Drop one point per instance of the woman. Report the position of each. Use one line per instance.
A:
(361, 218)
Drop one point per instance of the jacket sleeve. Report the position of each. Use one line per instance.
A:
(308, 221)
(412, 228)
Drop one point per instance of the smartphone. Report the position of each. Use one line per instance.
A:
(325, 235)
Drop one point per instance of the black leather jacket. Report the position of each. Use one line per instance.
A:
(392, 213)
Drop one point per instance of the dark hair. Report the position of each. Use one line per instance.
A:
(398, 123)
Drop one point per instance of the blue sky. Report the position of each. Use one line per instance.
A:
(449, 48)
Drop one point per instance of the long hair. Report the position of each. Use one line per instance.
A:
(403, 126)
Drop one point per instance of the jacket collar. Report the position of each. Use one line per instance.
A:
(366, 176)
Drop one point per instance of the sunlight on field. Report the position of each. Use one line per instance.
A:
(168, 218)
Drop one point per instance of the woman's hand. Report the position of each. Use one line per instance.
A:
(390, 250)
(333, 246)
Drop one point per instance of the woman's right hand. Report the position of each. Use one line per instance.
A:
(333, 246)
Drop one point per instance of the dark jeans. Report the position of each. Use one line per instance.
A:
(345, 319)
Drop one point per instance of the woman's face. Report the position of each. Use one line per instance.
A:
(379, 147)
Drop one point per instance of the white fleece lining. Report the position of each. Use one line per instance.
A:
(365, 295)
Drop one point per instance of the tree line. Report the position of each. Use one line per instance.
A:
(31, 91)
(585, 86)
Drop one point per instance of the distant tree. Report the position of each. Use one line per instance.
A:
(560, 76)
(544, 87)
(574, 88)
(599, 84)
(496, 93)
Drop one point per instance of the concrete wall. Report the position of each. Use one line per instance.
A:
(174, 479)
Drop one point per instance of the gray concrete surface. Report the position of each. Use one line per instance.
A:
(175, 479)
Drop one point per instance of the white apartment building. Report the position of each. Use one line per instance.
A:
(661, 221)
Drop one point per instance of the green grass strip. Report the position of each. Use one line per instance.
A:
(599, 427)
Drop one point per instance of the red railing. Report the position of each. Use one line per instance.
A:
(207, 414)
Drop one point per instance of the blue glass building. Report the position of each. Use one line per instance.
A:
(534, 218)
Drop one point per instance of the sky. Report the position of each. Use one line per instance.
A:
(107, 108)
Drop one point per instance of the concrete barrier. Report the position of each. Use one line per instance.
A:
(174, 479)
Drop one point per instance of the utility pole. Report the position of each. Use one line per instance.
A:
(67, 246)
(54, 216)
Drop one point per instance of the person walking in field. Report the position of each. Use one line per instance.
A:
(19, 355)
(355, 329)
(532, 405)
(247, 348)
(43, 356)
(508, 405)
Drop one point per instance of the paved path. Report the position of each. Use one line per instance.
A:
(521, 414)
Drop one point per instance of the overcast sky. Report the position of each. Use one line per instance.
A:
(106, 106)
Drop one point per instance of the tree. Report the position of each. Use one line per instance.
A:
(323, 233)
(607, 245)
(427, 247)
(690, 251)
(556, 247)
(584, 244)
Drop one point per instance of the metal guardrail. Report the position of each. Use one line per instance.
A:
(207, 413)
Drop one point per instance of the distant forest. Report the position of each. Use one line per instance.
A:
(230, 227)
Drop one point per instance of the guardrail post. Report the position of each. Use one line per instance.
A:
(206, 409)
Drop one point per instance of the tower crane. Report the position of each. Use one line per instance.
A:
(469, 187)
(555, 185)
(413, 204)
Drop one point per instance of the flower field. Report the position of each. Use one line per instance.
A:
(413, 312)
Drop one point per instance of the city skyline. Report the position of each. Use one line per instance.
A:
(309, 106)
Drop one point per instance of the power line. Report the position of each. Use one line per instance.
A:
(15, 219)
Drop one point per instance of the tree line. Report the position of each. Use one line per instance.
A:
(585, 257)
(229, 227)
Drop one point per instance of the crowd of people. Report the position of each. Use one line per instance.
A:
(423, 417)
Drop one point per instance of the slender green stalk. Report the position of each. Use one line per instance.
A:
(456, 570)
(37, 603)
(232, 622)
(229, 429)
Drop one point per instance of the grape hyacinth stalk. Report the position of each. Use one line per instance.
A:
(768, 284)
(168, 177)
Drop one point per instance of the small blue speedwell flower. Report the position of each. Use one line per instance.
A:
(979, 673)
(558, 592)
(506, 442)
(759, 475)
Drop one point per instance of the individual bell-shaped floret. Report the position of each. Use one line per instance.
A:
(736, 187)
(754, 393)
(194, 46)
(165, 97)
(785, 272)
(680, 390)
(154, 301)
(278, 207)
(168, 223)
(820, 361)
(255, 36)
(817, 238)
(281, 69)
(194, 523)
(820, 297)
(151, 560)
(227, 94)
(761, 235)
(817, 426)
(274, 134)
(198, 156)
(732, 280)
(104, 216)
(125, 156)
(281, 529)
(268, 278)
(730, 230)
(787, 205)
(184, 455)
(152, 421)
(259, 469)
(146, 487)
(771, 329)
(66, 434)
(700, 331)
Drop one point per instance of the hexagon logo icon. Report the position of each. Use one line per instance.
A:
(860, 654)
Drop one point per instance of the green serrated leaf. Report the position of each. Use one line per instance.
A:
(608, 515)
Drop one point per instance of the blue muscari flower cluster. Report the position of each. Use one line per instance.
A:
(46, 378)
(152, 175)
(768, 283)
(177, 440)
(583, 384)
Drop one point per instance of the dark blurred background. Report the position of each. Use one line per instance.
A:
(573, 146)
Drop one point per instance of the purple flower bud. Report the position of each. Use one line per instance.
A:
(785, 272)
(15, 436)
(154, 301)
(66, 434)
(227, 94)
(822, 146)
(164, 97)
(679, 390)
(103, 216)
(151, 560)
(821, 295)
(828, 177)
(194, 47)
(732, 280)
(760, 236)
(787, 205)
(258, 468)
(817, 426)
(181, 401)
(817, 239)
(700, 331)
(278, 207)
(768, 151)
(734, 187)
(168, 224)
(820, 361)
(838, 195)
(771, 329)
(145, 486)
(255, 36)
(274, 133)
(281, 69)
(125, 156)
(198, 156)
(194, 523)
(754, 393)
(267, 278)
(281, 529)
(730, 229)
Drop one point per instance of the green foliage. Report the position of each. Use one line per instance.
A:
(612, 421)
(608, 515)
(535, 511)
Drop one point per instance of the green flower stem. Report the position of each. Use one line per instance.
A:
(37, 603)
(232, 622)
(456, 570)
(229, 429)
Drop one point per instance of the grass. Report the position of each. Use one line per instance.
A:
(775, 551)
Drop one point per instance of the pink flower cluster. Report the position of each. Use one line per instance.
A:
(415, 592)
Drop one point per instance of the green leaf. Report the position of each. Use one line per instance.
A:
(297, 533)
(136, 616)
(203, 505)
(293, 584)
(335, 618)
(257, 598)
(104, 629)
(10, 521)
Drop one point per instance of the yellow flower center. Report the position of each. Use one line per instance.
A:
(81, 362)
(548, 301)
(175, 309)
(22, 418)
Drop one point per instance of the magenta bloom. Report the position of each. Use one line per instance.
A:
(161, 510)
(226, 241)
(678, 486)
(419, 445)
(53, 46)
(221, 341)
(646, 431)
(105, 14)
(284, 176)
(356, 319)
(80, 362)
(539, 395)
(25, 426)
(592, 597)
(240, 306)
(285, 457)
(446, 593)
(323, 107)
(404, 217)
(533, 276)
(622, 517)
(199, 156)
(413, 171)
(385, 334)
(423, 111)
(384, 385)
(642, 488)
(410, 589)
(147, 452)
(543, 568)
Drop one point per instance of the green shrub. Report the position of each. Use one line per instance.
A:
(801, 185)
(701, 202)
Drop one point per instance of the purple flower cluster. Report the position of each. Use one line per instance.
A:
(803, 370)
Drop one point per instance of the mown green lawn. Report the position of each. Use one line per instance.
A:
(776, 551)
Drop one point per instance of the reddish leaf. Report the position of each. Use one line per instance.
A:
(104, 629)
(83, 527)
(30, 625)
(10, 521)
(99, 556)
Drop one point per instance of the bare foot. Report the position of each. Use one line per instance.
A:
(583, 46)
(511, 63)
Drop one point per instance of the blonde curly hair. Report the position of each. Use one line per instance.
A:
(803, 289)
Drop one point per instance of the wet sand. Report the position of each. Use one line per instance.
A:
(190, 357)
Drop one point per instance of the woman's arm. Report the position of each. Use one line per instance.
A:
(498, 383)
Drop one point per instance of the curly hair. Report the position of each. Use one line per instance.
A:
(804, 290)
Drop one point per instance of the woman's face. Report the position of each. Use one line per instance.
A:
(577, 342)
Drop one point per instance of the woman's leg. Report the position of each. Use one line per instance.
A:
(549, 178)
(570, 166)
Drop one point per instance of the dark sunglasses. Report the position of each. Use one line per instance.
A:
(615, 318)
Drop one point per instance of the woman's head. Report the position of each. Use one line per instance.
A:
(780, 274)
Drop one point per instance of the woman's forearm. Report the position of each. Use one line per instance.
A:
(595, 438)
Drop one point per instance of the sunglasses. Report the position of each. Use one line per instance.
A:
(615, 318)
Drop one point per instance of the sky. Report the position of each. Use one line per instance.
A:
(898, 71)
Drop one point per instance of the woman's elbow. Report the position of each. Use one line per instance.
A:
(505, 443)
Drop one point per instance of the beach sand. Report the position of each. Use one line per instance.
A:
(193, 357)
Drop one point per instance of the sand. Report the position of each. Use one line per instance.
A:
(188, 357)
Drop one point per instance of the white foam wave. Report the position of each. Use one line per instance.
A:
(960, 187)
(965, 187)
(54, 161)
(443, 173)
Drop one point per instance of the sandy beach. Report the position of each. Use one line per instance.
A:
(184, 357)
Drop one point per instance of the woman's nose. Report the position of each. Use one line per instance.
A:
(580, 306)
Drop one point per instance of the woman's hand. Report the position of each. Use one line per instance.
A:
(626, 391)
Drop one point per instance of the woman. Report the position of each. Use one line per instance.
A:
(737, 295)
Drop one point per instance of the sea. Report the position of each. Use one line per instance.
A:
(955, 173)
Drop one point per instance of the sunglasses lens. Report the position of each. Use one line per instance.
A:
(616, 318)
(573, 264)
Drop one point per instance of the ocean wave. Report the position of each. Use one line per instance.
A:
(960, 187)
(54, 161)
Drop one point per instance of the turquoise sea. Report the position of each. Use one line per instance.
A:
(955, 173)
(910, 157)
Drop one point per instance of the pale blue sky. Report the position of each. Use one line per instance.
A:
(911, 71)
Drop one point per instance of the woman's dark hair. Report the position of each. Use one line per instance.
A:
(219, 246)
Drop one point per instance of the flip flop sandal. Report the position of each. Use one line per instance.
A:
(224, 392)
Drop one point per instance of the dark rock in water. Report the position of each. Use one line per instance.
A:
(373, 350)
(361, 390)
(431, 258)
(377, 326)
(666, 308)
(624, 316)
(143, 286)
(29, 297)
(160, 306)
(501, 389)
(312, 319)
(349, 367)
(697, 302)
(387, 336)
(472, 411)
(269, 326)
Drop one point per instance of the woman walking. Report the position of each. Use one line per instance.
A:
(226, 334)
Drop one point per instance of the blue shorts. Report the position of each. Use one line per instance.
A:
........
The task
Out of the records above, pick each line that contains the string "distant".

Your solution
Drop one point per instance of the distant tree. Report the position of each. Use one line per instance.
Drop one point per instance of the distant forest. Report the position of each. Use one line per instance.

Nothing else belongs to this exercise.